--- TEXT SHOWN ---

A new grant from the Bill and Melinda Gates Foundation will allow Paul Drain, a professor in the UW Department of Global Health, to conduct clinical evaluation studies of point-of-care tuberculosis (TB) diagnostic tests. These rapid tests deliver quick results to patients and clinicians in hospital and community clinics. By accelerating the initiation of TB treatment, patients may have better outcomes and will be less likely to transmit TB to others. TB has become the leading infectious cause of mortality in the world, due partly to poorly performing diagnostic test practices.
“Part of the failure to control TB is due to having inadequate or unavailable diagnostic tests in the countries that need them most,” said Paul Drain, an Assistant Professor in Global Health.
“A better path forward is to identify a biomarker that does not rely on a sputum sample, and can be measured before people develop a cough and become highly contagious to others. Tuberculosis is very difficult to diagnose using the conventional tests. The goal of this project is to develop a better point-of-care test for TB that can be implemented worldwide to address the TB epidemic.”
This new grant is a collaboration between UW and clinical research partners in South Africa, including Umkhuseli Innovation and Research Management (UIRM) and the National Health Laboratory Service (NHLS). Drain’s team will also conduct central research at an on-site laboratory at Edendale Hospital in the KwaZulu-Natal province of South Africa, which has one of the highest rates of TB and HIV in the world. The ability to centralize much of their diagnostic testing in an area with a high volume of TB and TB/HIV infected patients is a major strength of this project.
The World Health Organization established the “End TB Strategy” to significantly reduce new TB cases each year by the year 2035. However, in order to achieve this ambitious goal, better near-patient tests and novel testing strategies are needed for simplified, rapid, and decentralized diagnosis of TB disease.

---

## EXERCISE INSTRUCTIONS
1) Can you transcribe the part of the TB diagnostics grant text from "This new grant" up to and including "of this project."?
2) Where the article on the TB diagnostics grant stops, could you pick it up and keep writing?

--- STORED DATA ---

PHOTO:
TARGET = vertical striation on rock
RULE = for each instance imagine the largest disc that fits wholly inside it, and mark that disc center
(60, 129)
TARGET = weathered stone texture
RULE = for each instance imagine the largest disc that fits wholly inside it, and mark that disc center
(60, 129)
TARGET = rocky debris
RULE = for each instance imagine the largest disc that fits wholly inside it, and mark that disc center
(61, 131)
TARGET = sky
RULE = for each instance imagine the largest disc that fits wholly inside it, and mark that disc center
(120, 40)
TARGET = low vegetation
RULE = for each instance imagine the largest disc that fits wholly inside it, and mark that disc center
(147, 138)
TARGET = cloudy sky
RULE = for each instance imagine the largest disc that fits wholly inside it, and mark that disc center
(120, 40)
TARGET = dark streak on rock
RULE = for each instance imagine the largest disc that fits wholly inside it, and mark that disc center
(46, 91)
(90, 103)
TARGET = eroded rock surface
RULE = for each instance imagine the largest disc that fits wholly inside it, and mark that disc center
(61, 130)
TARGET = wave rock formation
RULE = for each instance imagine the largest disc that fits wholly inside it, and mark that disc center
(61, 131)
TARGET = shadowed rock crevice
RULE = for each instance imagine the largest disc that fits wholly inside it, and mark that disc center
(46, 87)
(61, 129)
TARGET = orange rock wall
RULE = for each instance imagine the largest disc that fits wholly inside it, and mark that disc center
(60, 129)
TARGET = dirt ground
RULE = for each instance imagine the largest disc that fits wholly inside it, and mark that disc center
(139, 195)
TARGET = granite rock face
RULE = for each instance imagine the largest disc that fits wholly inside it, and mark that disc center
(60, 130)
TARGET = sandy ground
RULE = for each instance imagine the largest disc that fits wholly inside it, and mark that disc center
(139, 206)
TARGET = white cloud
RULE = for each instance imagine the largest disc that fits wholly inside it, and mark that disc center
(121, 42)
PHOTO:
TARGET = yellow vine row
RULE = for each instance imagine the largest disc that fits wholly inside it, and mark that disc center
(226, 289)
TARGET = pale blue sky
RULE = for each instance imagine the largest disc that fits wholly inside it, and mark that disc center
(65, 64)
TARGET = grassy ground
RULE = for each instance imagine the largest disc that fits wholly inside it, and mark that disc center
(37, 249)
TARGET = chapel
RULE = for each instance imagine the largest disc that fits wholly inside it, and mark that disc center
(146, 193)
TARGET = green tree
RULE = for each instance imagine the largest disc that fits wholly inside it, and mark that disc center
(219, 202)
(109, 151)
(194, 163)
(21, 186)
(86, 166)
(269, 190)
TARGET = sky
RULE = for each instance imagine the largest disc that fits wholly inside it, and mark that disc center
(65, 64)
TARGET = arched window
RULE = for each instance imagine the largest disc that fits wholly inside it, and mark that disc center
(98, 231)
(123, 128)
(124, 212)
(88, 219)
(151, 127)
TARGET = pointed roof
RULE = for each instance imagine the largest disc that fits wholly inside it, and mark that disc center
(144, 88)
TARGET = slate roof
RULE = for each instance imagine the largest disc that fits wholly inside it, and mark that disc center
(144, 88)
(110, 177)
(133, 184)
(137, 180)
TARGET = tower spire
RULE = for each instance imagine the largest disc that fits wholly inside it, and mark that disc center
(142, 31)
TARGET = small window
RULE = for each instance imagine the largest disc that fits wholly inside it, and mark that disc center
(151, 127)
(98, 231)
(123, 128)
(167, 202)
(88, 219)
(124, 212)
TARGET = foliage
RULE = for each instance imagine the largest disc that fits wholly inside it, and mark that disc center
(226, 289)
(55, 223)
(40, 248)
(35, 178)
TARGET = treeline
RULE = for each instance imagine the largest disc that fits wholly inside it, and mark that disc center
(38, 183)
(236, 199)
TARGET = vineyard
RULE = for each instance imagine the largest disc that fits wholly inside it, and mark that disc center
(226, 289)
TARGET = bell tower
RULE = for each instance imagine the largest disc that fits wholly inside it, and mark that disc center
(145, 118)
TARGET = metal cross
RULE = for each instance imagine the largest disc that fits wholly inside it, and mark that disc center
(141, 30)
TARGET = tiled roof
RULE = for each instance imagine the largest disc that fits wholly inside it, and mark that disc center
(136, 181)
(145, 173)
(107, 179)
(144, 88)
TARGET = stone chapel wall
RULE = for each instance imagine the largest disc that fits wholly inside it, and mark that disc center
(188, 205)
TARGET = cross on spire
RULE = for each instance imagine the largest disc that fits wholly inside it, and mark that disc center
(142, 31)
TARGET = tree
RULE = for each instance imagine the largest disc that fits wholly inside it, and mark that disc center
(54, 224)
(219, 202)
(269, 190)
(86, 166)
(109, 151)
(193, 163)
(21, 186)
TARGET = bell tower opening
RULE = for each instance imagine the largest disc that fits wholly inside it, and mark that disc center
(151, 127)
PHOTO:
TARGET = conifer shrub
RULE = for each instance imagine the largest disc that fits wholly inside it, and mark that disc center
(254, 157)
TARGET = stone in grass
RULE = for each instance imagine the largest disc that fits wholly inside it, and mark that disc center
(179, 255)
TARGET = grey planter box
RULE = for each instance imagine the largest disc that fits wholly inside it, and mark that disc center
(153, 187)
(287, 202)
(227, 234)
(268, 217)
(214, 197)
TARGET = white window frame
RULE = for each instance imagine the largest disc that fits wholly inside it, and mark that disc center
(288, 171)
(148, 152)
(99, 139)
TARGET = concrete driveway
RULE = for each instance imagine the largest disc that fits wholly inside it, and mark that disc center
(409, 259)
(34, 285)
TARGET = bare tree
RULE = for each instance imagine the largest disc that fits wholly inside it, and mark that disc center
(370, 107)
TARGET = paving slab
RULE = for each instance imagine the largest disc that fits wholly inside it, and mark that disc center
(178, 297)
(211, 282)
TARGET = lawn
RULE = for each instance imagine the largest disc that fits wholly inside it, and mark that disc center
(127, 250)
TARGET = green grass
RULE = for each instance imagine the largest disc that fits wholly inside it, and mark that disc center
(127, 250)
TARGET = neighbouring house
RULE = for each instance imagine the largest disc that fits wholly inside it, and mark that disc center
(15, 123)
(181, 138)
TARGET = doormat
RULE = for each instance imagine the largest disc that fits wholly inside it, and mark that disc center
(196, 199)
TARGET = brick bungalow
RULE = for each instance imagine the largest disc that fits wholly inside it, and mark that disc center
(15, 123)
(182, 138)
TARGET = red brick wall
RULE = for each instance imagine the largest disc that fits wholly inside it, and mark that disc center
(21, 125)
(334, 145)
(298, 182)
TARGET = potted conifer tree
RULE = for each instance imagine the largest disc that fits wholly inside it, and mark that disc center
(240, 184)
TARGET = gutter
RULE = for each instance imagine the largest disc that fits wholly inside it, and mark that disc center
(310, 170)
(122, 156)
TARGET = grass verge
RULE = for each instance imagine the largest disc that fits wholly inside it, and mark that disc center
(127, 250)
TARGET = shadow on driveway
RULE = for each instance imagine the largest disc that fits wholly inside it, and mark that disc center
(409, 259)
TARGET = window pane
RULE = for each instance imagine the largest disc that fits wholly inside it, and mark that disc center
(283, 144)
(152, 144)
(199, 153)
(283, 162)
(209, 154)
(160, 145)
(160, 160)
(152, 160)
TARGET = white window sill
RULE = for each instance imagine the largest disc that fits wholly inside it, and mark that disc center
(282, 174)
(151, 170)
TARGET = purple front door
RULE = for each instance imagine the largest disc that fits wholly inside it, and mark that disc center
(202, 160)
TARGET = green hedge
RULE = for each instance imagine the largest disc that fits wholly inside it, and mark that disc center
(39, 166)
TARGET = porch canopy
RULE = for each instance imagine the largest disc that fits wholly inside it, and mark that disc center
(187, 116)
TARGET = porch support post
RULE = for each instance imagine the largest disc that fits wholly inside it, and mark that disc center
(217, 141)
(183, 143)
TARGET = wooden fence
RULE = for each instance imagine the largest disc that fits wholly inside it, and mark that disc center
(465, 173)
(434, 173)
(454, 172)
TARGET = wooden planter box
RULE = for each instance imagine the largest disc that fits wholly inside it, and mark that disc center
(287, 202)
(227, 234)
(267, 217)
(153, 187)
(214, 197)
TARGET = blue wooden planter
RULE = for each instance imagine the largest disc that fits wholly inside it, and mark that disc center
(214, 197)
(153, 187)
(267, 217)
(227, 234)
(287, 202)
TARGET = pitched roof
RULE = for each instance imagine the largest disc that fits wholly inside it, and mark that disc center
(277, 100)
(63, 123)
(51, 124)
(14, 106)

---

## RESULTS BY TASK
1)
This new grant is a collaboration between UW and clinical research partners in South Africa, including Umkhuseli Innovation and Research Management (UIRM) and the National Health Laboratory Service (NHLS). Drain’s team will also conduct central research at an on-site laboratory at Edendale Hospital in the KwaZulu-Natal province of South Africa, which has one of the highest rates of TB and HIV in the world. The ability to centralize much of their diagnostic testing in an area with a high volume of TB and TB/HIV infected patients is a major strength of this project.

2)
“This project’s research focuses on further developing and implementing point-of-care tests, which are tests that are meant to be used within the clinics to deliver quick results for both patients and providers,” Drain said. “By using new technologies, we may also be able to take diagnostic tests into the community and identify those infected with TB before they are sick enough to require hospitalization.”
As the Associate Director of the UW Tuberculosis Research and Training Center (part of both the Department of Medicine and Department of Global Health), Drain started working at King Edward Hospital in KwaZulu-Natal in 2010 during his medicine residency.
“While living in Durban a few years later, during my Infectious Diseases fellowship, I established research collaborations to develop a clinical research program for improving diagnostic tests for both TB and HIV,” Drain said. “I continue to see patients in South Africa, while developing new and improved diagnostic tests to eliminate the TB epidemic.”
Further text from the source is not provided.